Entries supplied:
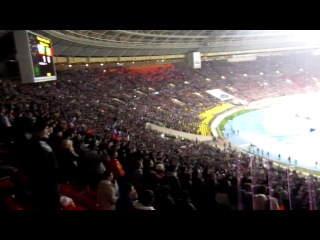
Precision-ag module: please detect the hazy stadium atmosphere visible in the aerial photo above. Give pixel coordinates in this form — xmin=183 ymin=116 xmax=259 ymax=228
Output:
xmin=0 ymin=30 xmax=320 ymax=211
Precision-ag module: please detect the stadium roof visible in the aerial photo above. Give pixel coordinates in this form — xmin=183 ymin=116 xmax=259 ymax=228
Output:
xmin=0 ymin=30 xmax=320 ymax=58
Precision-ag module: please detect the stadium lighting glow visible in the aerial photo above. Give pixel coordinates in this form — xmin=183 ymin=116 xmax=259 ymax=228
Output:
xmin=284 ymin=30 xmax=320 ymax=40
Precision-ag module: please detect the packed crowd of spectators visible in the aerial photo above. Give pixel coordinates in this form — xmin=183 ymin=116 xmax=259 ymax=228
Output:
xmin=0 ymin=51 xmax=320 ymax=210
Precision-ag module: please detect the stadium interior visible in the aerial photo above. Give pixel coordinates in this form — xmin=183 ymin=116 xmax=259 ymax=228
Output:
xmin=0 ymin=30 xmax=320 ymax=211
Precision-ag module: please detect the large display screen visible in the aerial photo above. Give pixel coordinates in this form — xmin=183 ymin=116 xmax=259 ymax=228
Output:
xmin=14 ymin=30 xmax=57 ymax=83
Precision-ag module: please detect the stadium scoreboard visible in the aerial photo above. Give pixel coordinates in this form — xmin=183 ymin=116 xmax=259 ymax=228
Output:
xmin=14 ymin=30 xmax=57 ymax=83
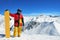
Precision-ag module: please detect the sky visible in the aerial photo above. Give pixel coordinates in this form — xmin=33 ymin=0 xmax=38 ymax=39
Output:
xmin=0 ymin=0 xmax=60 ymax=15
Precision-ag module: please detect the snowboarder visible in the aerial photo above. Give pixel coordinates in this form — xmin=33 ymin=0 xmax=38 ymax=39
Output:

Exercise:
Rewrite all of the records above, replacing "aerial photo" with "drone image" and keeping everything else as it is. Leave the pictures out of your answer.

Final result:
Precision-ag module: please detect the hazy stadium atmosphere visible in the drone image above. Give pixel coordinates in this form — xmin=183 ymin=116 xmax=259 ymax=228
Output:
xmin=0 ymin=30 xmax=320 ymax=211
Precision-ag module: please detect the stadium roof visible in the drone image above. Give pixel coordinates in this form — xmin=183 ymin=116 xmax=259 ymax=228
Output:
xmin=0 ymin=30 xmax=320 ymax=58
Precision-ag module: please detect the stadium lighting glow visible in the drone image above. Give pixel coordinates in this form — xmin=183 ymin=116 xmax=259 ymax=228
Output:
xmin=284 ymin=30 xmax=320 ymax=40
Precision-ag module: please detect the packed crowd of spectators visible in the drone image above. Give pixel coordinates in this form — xmin=183 ymin=116 xmax=259 ymax=228
Output:
xmin=0 ymin=51 xmax=320 ymax=210
Precision-ag module: please detect the stadium interior visible in the drone image above. Give pixel coordinates in this form — xmin=183 ymin=116 xmax=259 ymax=228
Output:
xmin=0 ymin=30 xmax=320 ymax=211
Precision-ag module: please detect the large display screen visible in the drone image above. Give pixel coordinates in this form — xmin=183 ymin=116 xmax=259 ymax=228
Output:
xmin=14 ymin=30 xmax=57 ymax=83
Precision-ag module: please detect the stadium scoreboard visible in the drone image above. Give pixel coordinates in this form — xmin=183 ymin=116 xmax=259 ymax=228
Output:
xmin=14 ymin=30 xmax=57 ymax=83
Precision-ag module: please detect the sky visible in the drone image above. Give pixel coordinates in this form — xmin=33 ymin=0 xmax=38 ymax=39
Output:
xmin=0 ymin=0 xmax=60 ymax=15
Precision-ag module: please detect the snowboarder visible in the drone image above. Give pixel coordinates in this form — xmin=33 ymin=0 xmax=38 ymax=39
Output:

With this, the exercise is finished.